● About this task
The whole listing below must be repeated exactly.
__________________________________________________
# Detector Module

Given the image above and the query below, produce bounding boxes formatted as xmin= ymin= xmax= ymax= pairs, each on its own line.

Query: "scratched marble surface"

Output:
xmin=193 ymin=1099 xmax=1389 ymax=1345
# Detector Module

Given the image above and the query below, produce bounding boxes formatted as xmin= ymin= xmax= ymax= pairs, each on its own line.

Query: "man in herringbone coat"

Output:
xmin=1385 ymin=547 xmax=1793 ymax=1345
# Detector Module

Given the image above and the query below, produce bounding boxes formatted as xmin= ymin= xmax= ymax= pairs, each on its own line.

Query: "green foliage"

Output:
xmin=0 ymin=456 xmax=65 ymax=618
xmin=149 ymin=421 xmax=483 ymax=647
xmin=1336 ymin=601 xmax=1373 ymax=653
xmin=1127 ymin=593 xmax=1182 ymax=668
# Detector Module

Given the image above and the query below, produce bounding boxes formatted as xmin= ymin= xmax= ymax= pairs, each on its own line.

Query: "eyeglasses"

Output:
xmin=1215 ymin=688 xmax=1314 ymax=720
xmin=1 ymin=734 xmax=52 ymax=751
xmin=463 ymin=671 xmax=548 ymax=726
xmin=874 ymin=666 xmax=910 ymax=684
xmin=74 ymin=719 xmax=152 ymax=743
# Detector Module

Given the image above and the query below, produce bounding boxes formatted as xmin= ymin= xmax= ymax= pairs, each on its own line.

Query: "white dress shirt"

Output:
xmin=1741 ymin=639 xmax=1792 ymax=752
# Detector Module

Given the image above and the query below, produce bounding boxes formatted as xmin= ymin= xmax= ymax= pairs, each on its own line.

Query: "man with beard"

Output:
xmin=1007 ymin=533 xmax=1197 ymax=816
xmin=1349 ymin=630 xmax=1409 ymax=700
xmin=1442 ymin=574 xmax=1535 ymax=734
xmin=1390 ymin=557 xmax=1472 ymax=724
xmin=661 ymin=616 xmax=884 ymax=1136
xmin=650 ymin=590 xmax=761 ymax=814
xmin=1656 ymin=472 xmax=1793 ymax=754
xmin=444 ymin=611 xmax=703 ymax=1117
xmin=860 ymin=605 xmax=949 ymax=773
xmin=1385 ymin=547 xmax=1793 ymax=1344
__________________________________________________
● Answer below
# Detector Module

Given the image above and the query below, produce bounding boxes formatted as xmin= ymin= xmax= ymax= pairs, each on its own line.

Query: "scratched marble surface"

Output:
xmin=193 ymin=1099 xmax=1389 ymax=1345
# Detector Module

Given the image above and the query below, produce bounding boxes formatted as xmin= ymin= xmax= ymax= pairs, each on its own line.

Query: "man in herringbone coat"

Output:
xmin=1385 ymin=547 xmax=1793 ymax=1345
# Detector Module

Given the image above and the query below, produce bounding boxes formatted as xmin= ymin= xmax= ymax= pairs, each on its own line.

Query: "green foliage"

Output:
xmin=0 ymin=456 xmax=65 ymax=618
xmin=149 ymin=421 xmax=483 ymax=647
xmin=1336 ymin=601 xmax=1373 ymax=653
xmin=1127 ymin=593 xmax=1182 ymax=668
# Detector Module

Given the image above and the query below, produce bounding boxes formatted as xmin= ymin= xmax= ymax= pairs, each on its own line.

Query: "eyeglasses"

Output:
xmin=1215 ymin=688 xmax=1314 ymax=720
xmin=1 ymin=734 xmax=52 ymax=751
xmin=463 ymin=671 xmax=548 ymax=726
xmin=874 ymin=666 xmax=910 ymax=684
xmin=74 ymin=719 xmax=152 ymax=743
# Detector Module

Given the image above and the query below, produce bounding boxes formatted as xmin= ymin= xmax= ymax= pairs, each on its own line.

Query: "white dress shirt"

Output:
xmin=1741 ymin=639 xmax=1792 ymax=752
# Detector Module

Given the image above and the query below, produce bounding boxes formatted as xmin= ymin= xmax= ymax= pairs, each on its own line.

Query: "man with beard"

Output:
xmin=1007 ymin=533 xmax=1197 ymax=816
xmin=1349 ymin=630 xmax=1409 ymax=700
xmin=1442 ymin=574 xmax=1535 ymax=734
xmin=1390 ymin=557 xmax=1472 ymax=724
xmin=661 ymin=616 xmax=884 ymax=1136
xmin=650 ymin=590 xmax=761 ymax=814
xmin=1656 ymin=472 xmax=1793 ymax=754
xmin=444 ymin=611 xmax=703 ymax=1117
xmin=860 ymin=605 xmax=949 ymax=773
xmin=1385 ymin=547 xmax=1793 ymax=1344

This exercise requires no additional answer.